▶ [INSTRUCTIONS TO FOLLOW]
Transcribe the stretch of the Percy Lavon Julian profile from "Following his graduation, Julian" through "him the appointment.".

▶ [EXTRACT TO READ]
African-American Pioneers in Science

Percy Lavon Julian (1899 - 1975)

Percy Lavon Julian Photo

Photo Credit: Wikimedia Commons

Organic Chemist


Montgomery Alabama


B.A. Chemistry, DePauw University
M.S. Chemistry, Harvard University
Ph.D. Organic Chemistry, University of Vienna

  • Percy Lavon Julian
  • African-American pioneer in chemical engineering
  • Synthesized testosterone, progesterone and cortisone
  • Owner of over 130 chemical patents
  • First African-American chemist inducted into the National Academy of Sciences

Organic Chemist Percy Lavon Julian was born on April 11, 1899 in Montgomery, Alabama. He was the first of six children born to father James, a clerk for the United States Post Office Railway Service, and mother, Elizabeth, a school teacher. At a time in the south when few blacks pursued education past the eighth grade, his parents encouraged all of their children to pursue higher education. Julian applied and was accepted into DePauw University in Greencastle, Indiana. While attending DePauw, he took high school classes at night in order to make up for the earlier education he had missed. Julian earned his B.A in chemistry from DePauw in 1920 graduating Phi Beta Kappa and class valedictorian.

Following his graduation, Julian took a position at Fisk University as chemistry instructor while continuing to pursue advanced degrees. He left in 1923 to accept a scholarship from Harvard University, where he earned his M.S. in chemistry. Julian intended to stay at Harvard to pursue a Ph.D., however this required that he become an assistant professor. Worried that this would create a problem with white students, the university denied him the appointment.

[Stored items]
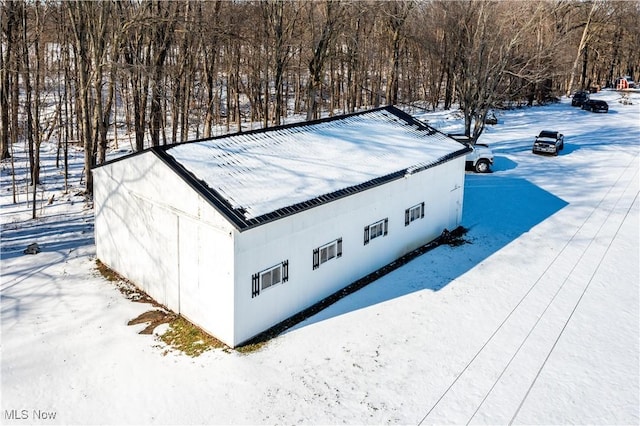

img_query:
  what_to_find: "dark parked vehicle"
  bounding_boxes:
[531,130,564,155]
[582,99,609,112]
[484,112,498,126]
[571,90,589,106]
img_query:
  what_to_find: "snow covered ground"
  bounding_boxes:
[0,91,640,425]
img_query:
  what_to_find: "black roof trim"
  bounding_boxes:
[97,106,471,231]
[152,147,471,231]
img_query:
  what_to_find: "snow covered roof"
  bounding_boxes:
[154,106,468,229]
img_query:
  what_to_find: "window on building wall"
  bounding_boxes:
[313,238,342,269]
[404,203,424,226]
[364,218,389,245]
[251,260,289,297]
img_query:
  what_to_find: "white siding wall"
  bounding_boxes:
[234,157,464,344]
[94,152,234,344]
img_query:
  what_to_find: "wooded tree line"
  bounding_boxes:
[0,0,640,194]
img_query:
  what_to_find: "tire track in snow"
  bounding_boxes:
[419,157,637,424]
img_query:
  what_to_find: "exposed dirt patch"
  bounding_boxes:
[96,259,161,307]
[160,316,229,357]
[236,226,470,352]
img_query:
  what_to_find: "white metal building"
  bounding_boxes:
[93,107,468,347]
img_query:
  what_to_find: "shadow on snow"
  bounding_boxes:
[284,171,568,333]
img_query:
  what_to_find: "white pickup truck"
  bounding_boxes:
[448,134,493,173]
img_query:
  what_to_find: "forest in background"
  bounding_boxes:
[0,0,640,196]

▶ [TASK OUTPUT]
Following his graduation, Julian took a position at Fisk University as chemistry instructor while continuing to pursue advanced degrees. He left in 1923 to accept a scholarship from Harvard University, where he earned his M.S. in chemistry. Julian intended to stay at Harvard to pursue a Ph.D., however this required that he become an assistant professor. Worried that this would create a problem with white students, the university denied him the appointment.